* TASK 1:
List every command-line flag passed in the Flags section of the long-term memory example page.
* TASK 2:
According to the long-term memory example page, on which default port must the Qdrant instance be reachable via gRPC?
* TASK 3:
Continue the long-term memory example page after its last line.

* EXCERPT:
_ _ _ _

Name	Name	Last commit message	Last commit date
parent directory ..
README.md	README.md
main.go	main.go

Long-Term Memory Example (RAG + Qdrant)

An interactive terminal chatbot that demonstrates semantic (RAG) memory for multi-turn conversations.

This example shows:

REPL-style interaction - Chat naturally in a loop
Semantic memory - Retrieves relevant past snippets based on your current message
Vector store - Memory is persisted in Qdrant
Memory commands - Recall snippets, clear memory, show configuration

What you'll learn

How to use memory/rag to recall relevant past messages
How to back semantic memory with vectorstore/qdrant
How to implement a chat loop with persistent state
How to manage semantic memory (recall, clear)
How memory affects agent responses

Run

This example uses an embedding model to store/retrieve memory.

You also need a Qdrant instance reachable via gRPC (default port 6334). For local dev:

docker run --rm -p 6333:6333 -p 6334:6334 qdrant/qdrant

Option A: Local Ollama (OpenAI-compatible)

export OPENAI_BASE_URL=http://localhost:11434/v1
export OPENAI_MODEL=gpt-oss:20b-cloud
# OPENAI_API_KEY can be empty for Ollama

go run ./examples/long-term-memory

Option B: OpenAI

export OPENAI_API_KEY=...your_key...
export OPENAI_MODEL=gpt-4o-mini

go run ./examples/long-term-memory

Flags

go run ./examples/long-term-memory -- \
  -topk 5 \
  -qdrant-host localhost \
  -qdrant-port 6334 \
  -qdrant-collection long_term_memory

Usage

Chat normally

Just type your message and press Enter:

> What's your name?

_ _ _ _

* RECORD EXTRACTS:
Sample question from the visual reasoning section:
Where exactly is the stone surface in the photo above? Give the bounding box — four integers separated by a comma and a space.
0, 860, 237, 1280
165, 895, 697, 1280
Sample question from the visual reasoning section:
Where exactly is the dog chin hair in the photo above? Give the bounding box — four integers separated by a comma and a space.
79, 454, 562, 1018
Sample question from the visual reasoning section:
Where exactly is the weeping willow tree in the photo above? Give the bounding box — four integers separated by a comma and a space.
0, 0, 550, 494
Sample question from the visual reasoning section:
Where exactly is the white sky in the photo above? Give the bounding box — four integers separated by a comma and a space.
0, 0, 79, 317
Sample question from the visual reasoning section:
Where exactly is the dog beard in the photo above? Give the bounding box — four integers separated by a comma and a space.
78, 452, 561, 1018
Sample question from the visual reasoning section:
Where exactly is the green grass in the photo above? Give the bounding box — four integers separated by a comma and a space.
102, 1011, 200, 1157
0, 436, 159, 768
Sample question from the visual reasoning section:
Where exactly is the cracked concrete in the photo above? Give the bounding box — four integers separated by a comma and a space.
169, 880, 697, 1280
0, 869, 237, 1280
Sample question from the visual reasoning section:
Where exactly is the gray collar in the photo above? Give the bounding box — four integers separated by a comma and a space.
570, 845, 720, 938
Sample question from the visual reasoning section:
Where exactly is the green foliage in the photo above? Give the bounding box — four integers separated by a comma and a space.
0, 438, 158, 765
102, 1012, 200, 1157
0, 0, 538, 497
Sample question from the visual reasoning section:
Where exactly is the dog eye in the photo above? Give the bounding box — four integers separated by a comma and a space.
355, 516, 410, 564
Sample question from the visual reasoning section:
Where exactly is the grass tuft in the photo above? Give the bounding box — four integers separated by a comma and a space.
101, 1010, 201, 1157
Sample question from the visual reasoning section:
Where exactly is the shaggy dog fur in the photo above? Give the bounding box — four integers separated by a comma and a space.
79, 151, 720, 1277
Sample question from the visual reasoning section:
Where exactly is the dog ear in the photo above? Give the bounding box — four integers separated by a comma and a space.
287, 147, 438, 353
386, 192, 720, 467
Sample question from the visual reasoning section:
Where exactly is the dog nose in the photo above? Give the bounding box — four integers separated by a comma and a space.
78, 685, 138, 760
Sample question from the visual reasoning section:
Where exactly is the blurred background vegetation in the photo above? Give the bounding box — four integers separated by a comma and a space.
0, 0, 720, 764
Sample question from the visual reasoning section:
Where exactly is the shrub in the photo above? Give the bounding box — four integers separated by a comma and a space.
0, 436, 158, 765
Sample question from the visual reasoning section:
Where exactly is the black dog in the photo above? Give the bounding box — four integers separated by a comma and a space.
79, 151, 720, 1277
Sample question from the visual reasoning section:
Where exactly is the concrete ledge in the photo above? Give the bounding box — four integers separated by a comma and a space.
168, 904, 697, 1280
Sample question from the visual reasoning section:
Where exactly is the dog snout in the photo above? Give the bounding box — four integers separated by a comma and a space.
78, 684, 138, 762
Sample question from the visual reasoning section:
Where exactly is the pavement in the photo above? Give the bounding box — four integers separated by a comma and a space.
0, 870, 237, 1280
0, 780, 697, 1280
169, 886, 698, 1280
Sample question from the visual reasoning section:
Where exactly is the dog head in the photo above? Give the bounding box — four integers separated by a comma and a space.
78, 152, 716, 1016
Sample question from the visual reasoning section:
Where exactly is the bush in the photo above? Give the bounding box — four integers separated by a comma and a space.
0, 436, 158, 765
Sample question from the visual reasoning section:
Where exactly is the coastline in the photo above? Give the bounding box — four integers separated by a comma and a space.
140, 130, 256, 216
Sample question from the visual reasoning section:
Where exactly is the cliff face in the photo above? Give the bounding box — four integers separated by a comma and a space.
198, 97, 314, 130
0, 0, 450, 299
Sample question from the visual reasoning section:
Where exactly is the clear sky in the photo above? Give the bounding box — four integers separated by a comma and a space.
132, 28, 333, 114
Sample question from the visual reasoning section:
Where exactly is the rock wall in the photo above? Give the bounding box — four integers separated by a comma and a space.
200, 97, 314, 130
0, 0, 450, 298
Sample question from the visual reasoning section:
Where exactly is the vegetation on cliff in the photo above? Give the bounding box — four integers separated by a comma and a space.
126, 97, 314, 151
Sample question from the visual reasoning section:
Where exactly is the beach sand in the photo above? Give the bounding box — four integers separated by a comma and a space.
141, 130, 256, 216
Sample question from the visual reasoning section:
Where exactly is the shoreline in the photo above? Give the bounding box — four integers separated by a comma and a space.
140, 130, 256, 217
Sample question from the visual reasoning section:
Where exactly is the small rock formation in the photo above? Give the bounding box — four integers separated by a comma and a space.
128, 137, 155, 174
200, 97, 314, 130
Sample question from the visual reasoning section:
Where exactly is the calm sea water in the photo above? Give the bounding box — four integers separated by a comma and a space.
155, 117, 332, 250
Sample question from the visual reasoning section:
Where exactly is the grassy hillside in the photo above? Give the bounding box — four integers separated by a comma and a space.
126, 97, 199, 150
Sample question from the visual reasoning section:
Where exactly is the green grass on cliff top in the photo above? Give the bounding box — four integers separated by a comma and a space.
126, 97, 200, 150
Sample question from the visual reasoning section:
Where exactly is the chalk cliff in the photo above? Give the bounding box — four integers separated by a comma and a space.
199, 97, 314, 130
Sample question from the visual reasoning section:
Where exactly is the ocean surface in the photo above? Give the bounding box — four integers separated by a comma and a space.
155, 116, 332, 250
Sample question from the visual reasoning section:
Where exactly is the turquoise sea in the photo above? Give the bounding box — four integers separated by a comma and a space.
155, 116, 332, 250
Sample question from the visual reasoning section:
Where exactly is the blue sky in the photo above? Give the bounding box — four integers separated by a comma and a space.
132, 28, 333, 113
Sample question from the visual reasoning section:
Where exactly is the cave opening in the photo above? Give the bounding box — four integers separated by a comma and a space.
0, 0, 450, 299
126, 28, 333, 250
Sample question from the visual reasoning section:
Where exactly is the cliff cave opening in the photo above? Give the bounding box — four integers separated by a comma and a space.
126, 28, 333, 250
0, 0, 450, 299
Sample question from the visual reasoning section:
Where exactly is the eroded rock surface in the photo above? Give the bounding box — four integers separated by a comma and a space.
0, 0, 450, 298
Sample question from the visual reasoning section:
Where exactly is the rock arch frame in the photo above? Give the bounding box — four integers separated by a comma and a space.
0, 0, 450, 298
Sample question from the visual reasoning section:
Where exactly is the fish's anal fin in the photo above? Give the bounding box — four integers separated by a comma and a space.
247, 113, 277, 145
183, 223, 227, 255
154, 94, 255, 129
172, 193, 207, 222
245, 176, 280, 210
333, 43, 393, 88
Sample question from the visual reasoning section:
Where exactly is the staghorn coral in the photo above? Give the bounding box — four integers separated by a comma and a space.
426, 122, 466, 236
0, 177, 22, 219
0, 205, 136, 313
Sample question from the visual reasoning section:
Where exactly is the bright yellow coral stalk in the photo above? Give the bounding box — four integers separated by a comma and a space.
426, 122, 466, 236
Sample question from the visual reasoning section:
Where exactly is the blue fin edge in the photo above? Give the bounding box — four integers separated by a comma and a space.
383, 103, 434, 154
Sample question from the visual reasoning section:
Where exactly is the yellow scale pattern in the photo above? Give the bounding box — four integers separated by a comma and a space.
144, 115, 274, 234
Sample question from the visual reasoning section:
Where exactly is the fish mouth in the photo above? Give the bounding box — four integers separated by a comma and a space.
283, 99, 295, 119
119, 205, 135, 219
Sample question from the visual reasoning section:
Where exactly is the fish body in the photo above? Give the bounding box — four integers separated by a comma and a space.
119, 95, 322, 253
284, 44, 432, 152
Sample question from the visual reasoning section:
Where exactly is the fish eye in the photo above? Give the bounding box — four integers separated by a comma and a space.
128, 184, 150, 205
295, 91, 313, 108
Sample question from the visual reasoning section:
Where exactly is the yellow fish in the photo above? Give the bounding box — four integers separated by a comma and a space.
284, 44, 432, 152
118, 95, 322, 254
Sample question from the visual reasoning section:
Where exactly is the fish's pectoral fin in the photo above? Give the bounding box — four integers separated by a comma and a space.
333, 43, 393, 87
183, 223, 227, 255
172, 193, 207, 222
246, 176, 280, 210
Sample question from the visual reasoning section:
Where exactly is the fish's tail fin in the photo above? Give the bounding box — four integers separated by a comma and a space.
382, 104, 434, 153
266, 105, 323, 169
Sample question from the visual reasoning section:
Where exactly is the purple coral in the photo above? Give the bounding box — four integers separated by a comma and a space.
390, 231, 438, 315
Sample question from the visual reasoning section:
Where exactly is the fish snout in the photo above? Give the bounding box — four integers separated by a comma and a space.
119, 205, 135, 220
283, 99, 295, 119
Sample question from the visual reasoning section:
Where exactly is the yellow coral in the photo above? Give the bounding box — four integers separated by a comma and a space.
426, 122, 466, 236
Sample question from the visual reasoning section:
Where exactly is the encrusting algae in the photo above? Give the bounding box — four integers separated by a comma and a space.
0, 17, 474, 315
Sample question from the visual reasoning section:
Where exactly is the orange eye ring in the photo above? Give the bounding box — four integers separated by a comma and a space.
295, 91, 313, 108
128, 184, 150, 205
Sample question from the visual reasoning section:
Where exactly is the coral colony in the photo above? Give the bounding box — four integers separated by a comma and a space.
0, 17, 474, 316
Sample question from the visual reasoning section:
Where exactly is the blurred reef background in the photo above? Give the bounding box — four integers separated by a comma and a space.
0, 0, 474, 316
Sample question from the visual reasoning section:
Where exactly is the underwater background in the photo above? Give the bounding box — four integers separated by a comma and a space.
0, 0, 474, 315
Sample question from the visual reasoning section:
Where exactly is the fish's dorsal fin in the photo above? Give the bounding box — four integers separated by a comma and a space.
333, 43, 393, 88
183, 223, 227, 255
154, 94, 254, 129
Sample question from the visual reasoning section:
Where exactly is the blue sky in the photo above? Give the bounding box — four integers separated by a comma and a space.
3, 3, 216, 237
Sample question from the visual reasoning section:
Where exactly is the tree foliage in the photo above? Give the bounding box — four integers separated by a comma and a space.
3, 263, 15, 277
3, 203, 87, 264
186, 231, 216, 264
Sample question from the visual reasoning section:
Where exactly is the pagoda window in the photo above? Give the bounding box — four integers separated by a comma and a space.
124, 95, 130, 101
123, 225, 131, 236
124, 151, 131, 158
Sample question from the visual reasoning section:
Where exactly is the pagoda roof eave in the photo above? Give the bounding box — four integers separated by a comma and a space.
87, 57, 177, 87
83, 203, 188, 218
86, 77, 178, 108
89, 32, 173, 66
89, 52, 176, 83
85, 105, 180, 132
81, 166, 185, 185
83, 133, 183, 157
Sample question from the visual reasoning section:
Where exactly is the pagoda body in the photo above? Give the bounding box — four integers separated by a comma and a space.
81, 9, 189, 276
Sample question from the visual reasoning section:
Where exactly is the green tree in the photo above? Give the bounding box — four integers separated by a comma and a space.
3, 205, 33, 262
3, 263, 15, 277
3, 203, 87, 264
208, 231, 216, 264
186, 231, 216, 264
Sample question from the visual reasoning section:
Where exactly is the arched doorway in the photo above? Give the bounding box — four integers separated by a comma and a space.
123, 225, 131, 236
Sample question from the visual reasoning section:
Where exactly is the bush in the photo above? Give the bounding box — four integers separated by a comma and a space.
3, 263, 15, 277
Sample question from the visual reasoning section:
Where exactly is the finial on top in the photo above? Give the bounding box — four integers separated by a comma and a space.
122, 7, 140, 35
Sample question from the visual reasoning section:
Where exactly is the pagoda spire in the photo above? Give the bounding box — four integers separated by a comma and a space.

_ _ _ _

* TASK RESULT 1:
-topk, -qdrant-host, -qdrant-port, -qdrant-collection

* TASK RESULT 2:
Port 6334.

* TASK RESULT 3:
I'm a conversational assistant. You can call me Assistant. How can I help you today?

> Remember that my favorite color is blue.

Got it! I'll remember that your favorite color is blue.

> What's my favorite color?

Your favorite color is blue!

With RAG memory, the agent recalls relevant past snippets based on what you ask.

Commands

Type commands starting with / to manage memory:

/history <query> - Retrieve relevant past snippets (semantic recall)
/clear - Clear all conversation memory (fresh start)
/stats - Show memory configuration
/help - Show available commands
/exit - Exit the program

Example session

> Tell me a joke about programming

Why do programmers prefer dark mode? Because light attracts bugs! 🐛

> /stats

📊 Memory Statistics:
━━━━━━━━━━━━━━━━━━━━━━━━━━━━━━━━━━━━
Type: semantic (RAG)
TopK per turn: 5
Store: qdrant (localhost:6334 tls=false collection=long_term_memory)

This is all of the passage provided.